SET PROBLEM ::
Reproduce each line exactly.

|---|

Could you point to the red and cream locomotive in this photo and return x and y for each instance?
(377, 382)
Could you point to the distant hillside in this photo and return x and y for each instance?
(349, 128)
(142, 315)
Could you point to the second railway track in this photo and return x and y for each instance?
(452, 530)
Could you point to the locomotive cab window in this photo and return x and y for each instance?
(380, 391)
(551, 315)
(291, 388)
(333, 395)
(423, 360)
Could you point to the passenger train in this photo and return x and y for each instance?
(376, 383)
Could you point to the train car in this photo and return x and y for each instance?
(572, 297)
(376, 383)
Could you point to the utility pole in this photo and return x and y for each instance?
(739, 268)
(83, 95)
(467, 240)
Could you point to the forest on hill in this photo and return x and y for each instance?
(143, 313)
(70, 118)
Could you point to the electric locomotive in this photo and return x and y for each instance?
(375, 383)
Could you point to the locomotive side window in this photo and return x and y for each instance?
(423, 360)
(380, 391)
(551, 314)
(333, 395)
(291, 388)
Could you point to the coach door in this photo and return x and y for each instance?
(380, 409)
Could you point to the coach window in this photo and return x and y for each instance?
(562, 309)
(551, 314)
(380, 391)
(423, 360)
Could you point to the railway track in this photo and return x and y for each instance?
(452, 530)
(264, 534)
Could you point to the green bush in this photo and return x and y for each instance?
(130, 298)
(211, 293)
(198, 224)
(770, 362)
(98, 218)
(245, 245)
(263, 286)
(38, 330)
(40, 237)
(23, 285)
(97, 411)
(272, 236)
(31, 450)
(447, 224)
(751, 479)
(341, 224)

|---|

ANSWER TO THE TASK ::
Could you point to the red and cream locomotive in this photo and return x and y for each instance?
(377, 382)
Could you point to the distant hillside in this photo and return x and y for each instance?
(349, 128)
(142, 315)
Could you point to the second railway track in this photo and return x and y for each instance?
(452, 530)
Could you point to the locomotive cab window in this photo and return x and y for each instance?
(380, 391)
(551, 315)
(291, 388)
(333, 395)
(423, 360)
Could you point to the passenger train in this photo and return x and y for each instance?
(376, 383)
Could you point to the train car in this photo and return x and y for each instance?
(572, 297)
(376, 383)
Could you point to the utility pole in this photo and return x and y for each instance?
(739, 268)
(83, 95)
(467, 240)
Could you point to the forest on hill in this photo and return x and y for each instance?
(143, 313)
(70, 118)
Could you point to the electric locomotive in this photo and return x and y for each instance?
(375, 383)
Could you point to the locomotive side window in this photo and return x and y for each instance?
(423, 360)
(380, 391)
(551, 314)
(333, 395)
(291, 388)
Could you point to the coach door in this photo and return x and y for each instance?
(380, 409)
Could you point to the coach window in this photo and return x and y for each instance?
(562, 309)
(551, 314)
(380, 391)
(423, 360)
Could you point to the railway track in this photo and return x and y for each instance?
(452, 530)
(264, 534)
Could you point to the green bush in this photo and return x and y for each instance?
(130, 298)
(211, 293)
(198, 224)
(770, 362)
(98, 218)
(245, 245)
(263, 286)
(38, 330)
(40, 237)
(23, 285)
(97, 411)
(272, 236)
(31, 450)
(447, 224)
(751, 479)
(341, 224)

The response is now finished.